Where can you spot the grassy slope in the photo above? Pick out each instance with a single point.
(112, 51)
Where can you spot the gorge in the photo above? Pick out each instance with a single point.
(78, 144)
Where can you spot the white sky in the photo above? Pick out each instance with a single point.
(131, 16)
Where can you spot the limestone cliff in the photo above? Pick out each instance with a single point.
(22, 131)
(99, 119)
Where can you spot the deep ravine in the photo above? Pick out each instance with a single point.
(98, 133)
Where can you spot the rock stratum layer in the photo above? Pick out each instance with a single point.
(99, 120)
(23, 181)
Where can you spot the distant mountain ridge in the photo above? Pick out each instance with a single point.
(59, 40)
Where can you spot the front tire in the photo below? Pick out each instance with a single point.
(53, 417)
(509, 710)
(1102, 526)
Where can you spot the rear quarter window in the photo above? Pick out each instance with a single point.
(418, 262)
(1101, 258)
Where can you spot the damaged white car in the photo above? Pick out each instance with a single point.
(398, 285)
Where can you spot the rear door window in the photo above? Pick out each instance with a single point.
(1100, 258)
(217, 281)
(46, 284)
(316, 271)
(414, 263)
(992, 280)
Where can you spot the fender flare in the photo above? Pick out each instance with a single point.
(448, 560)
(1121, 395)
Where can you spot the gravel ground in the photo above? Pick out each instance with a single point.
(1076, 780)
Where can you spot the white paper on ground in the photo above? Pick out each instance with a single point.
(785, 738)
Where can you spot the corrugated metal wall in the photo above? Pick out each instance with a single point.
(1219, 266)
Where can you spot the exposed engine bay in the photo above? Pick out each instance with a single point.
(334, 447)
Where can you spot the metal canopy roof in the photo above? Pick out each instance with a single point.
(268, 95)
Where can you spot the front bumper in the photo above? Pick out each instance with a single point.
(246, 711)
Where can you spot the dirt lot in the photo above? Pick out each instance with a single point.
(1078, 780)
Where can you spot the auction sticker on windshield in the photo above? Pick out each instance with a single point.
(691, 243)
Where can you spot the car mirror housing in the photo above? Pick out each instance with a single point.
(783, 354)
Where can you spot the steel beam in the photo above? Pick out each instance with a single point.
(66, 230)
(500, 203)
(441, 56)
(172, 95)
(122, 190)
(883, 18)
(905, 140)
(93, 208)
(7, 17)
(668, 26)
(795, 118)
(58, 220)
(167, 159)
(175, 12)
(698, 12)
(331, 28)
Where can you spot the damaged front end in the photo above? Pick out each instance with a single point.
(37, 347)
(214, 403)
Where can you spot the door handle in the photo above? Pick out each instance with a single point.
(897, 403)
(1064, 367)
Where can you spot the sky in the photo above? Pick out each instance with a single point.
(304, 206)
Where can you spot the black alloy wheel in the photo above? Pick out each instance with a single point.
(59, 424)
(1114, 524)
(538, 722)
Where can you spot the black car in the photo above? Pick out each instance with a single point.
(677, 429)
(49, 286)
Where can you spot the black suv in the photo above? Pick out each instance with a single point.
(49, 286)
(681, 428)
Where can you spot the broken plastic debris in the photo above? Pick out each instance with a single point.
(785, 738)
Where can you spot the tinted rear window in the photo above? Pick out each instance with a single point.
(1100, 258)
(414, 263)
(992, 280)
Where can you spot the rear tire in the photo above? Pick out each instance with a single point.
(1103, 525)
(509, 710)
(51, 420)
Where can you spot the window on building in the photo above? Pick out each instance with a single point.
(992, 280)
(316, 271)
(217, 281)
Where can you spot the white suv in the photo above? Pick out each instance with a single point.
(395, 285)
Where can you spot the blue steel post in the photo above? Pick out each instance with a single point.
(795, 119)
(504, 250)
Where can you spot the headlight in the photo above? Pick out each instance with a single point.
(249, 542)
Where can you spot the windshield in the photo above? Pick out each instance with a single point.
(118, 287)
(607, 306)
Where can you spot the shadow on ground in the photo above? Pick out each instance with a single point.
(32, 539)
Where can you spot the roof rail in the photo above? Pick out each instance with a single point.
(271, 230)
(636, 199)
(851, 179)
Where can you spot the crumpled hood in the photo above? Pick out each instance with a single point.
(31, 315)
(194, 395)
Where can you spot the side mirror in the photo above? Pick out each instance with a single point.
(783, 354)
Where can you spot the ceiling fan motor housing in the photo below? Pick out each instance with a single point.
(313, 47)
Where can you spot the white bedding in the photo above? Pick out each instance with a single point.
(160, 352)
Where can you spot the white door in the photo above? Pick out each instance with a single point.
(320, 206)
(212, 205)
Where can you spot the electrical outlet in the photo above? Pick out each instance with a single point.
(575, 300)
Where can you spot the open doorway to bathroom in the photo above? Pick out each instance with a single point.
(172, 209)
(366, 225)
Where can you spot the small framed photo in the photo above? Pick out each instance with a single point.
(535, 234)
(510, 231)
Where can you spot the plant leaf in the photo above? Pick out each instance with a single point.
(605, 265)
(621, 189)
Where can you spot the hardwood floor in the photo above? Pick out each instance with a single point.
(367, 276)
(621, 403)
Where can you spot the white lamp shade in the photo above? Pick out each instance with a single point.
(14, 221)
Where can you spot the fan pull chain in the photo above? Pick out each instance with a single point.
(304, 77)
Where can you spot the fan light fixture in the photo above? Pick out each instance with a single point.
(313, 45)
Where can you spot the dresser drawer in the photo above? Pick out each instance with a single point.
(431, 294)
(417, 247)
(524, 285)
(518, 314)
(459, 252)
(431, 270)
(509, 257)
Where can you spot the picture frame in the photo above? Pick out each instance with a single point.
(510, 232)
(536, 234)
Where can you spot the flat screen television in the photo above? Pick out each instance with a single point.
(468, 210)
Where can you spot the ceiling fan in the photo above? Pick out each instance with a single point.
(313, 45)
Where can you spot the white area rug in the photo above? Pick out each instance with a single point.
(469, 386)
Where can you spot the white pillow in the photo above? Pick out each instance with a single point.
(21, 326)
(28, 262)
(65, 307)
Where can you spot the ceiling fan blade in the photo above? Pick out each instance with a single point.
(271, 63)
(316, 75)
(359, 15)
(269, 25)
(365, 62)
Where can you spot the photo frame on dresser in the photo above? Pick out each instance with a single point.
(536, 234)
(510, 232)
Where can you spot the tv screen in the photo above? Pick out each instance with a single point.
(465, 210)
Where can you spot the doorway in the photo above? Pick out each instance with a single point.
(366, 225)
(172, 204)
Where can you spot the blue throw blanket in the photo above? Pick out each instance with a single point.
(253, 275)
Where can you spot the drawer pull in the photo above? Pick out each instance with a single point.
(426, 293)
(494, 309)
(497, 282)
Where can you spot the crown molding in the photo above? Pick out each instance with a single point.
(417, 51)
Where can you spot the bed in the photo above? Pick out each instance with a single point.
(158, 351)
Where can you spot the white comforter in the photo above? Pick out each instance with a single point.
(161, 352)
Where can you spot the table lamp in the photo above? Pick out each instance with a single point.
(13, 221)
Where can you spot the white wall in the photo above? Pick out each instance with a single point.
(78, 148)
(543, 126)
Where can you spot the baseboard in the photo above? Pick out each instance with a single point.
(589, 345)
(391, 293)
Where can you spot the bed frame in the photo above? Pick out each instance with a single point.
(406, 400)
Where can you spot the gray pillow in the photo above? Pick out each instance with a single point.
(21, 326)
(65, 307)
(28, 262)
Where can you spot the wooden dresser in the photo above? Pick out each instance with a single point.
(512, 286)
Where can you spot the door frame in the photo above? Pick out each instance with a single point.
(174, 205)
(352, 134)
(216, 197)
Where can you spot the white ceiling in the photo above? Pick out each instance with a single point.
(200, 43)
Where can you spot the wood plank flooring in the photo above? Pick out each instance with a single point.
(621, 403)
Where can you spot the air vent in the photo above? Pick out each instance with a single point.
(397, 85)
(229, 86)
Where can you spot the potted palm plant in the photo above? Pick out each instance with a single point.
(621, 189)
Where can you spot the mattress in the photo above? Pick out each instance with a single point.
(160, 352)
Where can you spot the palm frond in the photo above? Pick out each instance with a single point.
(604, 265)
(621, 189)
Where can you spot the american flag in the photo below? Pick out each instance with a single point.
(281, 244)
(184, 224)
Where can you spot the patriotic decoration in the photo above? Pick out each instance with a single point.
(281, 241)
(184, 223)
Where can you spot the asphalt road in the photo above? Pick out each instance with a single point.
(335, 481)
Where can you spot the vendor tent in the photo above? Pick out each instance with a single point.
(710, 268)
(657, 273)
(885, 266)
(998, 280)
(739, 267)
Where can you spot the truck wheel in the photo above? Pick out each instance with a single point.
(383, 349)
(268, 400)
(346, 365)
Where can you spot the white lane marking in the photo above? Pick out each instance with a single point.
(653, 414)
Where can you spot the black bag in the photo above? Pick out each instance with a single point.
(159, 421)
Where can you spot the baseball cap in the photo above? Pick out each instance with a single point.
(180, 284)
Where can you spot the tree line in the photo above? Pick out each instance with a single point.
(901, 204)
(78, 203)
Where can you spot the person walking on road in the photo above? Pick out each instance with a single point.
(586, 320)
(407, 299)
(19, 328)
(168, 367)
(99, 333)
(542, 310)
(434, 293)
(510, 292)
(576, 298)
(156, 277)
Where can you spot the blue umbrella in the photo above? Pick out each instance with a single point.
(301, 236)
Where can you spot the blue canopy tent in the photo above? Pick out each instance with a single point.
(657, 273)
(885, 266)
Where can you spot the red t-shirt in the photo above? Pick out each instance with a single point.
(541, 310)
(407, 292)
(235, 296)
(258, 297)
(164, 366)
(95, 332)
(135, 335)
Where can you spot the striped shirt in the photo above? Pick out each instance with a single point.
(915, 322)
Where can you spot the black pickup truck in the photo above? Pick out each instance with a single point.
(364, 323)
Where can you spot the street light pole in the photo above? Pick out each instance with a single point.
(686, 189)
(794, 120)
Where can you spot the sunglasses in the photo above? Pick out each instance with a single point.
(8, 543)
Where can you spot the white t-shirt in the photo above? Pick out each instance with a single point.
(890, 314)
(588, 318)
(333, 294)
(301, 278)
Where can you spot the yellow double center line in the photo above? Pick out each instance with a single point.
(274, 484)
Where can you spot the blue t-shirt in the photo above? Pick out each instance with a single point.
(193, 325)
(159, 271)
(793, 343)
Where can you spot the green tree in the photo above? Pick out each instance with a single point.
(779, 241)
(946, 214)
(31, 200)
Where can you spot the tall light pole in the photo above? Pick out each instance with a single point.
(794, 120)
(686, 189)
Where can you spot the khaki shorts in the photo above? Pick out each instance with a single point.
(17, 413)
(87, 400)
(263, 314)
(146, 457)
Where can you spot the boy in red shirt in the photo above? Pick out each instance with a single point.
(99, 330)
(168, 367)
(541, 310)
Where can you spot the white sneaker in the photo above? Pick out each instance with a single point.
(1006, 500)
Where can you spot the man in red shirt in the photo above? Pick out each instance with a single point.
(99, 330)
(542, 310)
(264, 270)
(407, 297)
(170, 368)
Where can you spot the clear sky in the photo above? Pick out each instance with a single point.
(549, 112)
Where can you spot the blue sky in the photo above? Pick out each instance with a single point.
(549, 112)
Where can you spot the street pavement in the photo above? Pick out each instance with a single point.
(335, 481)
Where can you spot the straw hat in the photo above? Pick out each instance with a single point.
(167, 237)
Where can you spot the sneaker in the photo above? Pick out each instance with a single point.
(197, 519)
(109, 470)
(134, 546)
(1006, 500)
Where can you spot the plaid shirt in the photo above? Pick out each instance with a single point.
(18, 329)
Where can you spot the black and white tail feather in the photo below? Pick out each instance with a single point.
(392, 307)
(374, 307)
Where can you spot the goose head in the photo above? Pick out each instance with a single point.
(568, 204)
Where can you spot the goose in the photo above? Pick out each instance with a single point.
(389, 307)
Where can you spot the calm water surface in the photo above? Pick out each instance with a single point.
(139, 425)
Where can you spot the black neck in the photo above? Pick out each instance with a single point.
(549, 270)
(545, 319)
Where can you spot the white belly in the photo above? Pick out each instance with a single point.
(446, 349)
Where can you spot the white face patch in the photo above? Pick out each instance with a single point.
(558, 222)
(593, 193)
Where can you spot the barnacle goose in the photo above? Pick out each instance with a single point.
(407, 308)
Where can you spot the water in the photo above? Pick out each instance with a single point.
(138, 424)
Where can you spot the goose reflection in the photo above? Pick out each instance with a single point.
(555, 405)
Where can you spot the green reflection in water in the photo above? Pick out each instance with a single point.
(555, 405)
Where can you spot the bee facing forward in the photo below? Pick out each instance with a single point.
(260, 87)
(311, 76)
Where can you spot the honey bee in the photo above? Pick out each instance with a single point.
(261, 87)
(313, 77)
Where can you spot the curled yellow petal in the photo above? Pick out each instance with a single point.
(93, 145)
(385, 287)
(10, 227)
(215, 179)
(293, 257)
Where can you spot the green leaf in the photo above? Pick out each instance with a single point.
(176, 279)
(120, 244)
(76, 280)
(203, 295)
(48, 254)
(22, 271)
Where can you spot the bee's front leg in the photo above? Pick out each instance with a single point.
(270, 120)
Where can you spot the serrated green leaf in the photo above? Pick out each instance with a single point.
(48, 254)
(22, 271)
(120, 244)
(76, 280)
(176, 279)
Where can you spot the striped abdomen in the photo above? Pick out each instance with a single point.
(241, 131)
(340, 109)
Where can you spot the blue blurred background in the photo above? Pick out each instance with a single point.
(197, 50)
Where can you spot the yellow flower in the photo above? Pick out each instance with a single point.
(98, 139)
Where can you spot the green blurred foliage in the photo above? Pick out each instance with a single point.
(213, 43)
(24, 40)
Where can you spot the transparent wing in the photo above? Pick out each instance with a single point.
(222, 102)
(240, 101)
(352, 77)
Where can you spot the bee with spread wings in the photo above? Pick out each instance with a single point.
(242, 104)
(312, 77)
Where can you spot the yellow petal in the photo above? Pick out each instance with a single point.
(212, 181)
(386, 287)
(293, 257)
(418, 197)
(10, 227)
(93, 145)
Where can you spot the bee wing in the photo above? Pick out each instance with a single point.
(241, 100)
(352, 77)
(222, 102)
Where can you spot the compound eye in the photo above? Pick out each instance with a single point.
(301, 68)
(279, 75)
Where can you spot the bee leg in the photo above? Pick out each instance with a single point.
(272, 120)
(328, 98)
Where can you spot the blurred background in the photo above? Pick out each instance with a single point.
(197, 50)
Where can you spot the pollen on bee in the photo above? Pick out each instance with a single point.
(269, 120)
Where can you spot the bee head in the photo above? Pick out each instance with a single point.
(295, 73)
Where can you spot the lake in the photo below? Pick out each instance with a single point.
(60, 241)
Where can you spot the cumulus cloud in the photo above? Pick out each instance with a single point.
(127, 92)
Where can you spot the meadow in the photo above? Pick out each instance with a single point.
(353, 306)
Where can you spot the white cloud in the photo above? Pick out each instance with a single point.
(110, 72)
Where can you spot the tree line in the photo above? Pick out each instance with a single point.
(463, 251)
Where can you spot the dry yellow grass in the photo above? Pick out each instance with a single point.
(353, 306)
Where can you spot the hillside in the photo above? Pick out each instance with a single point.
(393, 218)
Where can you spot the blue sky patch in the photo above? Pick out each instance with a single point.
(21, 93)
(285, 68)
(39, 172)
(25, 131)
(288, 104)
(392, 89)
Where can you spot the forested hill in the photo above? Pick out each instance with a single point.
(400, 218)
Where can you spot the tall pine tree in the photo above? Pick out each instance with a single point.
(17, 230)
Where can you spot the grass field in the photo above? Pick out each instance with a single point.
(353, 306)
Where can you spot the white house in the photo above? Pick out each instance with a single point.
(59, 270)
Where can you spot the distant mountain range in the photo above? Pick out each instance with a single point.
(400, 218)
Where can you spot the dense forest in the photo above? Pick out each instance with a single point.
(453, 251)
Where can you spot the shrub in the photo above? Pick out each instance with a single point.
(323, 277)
★ ★ ★ ★
- [What to produce]: Reproduce only the lines of the material from the line containing "Where can you spot the damaged white" through the line containing "(1076, 780)", substituting "wheel arch" for "fender flare" and changing nothing else.

- [Written reply]:
Where can you spot the damaged white car in the photo above? Pick out each instance with a single point.
(398, 285)
Where can you spot the rear door window in the photo above? Pick out each instance with a single point.
(1100, 258)
(217, 281)
(46, 284)
(316, 271)
(414, 263)
(992, 280)
Where can you spot the wheel arch in the photo above? Pick out each instance with a single point.
(448, 560)
(1121, 395)
Where can you spot the gravel ground in the photo above? Pick out each instance with a single point.
(1076, 780)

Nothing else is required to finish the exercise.